What the task requires: As soon as the line containing "Put one point on every instance of the flag" appears in the material below, start returning lines exactly, and end with the line containing "Put one point on every instance of the person".

Available data:
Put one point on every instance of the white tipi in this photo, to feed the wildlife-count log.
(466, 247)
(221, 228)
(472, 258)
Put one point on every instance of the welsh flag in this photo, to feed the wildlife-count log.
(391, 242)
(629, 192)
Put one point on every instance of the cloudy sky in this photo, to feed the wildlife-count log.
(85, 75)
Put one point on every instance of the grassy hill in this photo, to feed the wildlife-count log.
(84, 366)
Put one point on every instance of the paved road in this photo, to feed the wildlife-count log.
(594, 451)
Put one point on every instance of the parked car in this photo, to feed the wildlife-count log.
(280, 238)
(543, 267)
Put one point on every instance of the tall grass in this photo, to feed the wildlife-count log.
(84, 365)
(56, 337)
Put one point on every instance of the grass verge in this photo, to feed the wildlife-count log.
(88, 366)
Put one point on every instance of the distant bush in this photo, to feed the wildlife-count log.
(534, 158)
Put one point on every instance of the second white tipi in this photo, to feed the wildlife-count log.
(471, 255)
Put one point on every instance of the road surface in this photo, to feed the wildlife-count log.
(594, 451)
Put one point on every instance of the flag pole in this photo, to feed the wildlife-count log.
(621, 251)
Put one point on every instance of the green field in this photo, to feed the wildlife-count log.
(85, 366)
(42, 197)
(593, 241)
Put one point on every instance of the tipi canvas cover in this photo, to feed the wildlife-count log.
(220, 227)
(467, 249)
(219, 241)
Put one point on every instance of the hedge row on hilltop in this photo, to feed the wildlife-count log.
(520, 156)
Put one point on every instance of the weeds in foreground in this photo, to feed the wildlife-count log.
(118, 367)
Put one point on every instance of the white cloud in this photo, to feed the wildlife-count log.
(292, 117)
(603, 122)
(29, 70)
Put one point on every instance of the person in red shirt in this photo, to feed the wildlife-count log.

==

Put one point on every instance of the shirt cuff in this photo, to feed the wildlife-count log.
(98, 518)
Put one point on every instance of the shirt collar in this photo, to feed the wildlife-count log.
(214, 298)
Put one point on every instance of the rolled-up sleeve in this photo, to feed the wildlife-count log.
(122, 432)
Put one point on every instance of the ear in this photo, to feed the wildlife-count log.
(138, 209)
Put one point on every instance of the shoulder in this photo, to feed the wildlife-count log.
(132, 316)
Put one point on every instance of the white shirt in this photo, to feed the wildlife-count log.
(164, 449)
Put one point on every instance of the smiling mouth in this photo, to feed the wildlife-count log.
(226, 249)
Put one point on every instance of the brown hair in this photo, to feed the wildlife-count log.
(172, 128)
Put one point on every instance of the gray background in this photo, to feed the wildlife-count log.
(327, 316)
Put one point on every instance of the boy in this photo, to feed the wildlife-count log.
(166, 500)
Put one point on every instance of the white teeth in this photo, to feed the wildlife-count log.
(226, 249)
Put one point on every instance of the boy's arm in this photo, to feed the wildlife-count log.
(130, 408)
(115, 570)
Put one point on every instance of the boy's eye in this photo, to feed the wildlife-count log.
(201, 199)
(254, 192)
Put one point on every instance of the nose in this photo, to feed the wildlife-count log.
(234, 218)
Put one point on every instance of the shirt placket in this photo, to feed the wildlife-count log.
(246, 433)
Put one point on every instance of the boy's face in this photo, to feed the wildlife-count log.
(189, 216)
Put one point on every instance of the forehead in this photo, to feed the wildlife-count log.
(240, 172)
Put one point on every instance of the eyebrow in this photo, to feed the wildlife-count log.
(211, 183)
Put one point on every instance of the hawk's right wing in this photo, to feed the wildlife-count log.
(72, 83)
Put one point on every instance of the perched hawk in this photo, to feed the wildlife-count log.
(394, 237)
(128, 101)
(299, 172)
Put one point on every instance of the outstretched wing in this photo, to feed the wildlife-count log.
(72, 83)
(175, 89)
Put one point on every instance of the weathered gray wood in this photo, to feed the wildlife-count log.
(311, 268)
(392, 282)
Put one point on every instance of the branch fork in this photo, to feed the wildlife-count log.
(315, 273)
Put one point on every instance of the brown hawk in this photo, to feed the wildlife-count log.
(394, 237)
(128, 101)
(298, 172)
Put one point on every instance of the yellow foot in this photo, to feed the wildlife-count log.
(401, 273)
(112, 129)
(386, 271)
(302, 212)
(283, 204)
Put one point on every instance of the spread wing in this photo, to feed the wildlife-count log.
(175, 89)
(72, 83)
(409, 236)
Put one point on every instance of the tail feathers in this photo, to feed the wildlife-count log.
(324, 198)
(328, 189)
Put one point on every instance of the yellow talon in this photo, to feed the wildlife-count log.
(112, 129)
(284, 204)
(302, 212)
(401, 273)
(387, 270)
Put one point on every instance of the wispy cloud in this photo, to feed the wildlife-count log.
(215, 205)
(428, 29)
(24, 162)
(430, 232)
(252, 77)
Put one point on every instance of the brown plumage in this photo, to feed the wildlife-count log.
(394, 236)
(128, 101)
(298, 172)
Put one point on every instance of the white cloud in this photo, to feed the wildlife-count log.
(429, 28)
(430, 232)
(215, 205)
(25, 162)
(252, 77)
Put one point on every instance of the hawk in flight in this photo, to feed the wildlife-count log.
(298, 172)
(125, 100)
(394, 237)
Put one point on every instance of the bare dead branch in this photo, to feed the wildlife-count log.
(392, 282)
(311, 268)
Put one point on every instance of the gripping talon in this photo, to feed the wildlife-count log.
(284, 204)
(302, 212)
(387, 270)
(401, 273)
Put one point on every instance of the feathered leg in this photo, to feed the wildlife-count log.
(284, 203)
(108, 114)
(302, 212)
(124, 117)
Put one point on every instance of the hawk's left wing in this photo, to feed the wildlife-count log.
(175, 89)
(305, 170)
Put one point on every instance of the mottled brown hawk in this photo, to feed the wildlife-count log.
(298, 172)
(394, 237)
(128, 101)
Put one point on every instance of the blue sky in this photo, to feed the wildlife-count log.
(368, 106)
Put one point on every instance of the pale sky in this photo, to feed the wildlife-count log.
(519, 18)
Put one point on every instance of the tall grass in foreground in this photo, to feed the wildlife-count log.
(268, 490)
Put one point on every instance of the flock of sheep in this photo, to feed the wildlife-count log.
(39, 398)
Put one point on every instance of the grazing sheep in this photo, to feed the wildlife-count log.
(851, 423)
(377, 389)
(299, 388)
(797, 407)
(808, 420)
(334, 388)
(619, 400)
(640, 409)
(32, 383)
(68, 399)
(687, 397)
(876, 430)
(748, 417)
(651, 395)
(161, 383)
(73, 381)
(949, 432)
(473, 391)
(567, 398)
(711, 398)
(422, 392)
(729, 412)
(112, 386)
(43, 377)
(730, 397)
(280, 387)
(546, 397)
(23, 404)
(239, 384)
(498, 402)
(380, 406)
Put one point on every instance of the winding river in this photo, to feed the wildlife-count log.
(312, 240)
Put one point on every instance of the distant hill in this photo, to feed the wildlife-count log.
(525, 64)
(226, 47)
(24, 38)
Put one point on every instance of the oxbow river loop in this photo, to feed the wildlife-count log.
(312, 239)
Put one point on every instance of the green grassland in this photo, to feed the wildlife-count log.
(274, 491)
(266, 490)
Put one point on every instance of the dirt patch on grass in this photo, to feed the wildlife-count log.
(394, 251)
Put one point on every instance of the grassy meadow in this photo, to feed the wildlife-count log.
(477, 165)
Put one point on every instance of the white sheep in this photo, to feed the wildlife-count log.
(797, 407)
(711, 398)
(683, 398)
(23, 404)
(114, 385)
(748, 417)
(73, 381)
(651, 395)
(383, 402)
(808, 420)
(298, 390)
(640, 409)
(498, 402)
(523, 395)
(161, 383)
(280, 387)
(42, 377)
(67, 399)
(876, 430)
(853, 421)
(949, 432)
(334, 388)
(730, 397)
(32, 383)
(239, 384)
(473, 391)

---

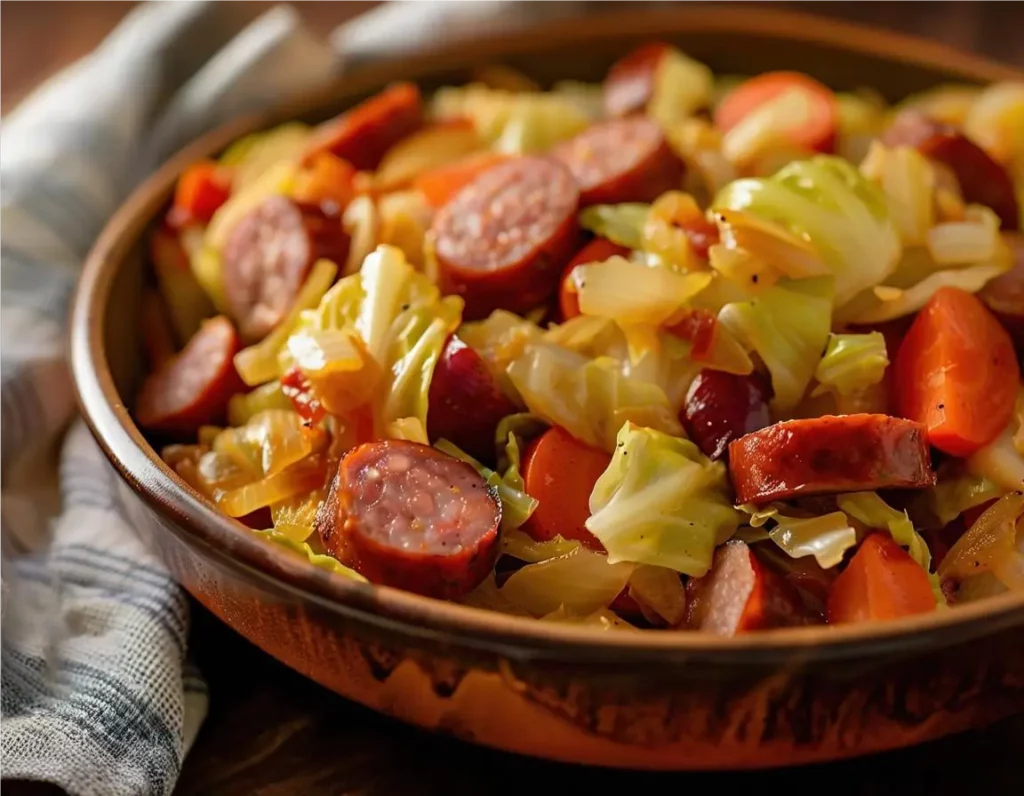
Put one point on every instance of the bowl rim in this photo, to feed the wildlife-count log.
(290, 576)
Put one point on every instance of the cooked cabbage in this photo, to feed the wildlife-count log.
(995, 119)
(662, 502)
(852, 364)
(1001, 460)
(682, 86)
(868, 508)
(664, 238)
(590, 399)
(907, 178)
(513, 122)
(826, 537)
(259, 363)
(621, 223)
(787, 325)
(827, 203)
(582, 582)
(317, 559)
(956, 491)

Exercise result:
Put one point on every instance of the flag pole in this photo, to feed the wildlife-count log.
(621, 251)
Put one point on every instance of the green field in this photo, to feed the wildlife-count log.
(85, 366)
(42, 197)
(593, 241)
Put one point on every instance of the tipi canvas cover in this photo, to feed the wildlife-count log.
(220, 227)
(467, 249)
(219, 241)
Put one point on every instance of the hedge row on hilltop in this photo, to feed the wildlife-count log.
(520, 156)
Put one point on every instance of the weeds in foreground in this photo, to feed the wildlife-count log.
(118, 367)
Put one point on every instance of the white cloud in this photo, to feed the wildlife-count log.
(292, 117)
(603, 122)
(29, 70)
Put one point on every instance of the person in red shirt in this photo, to feed the wildlife-count log.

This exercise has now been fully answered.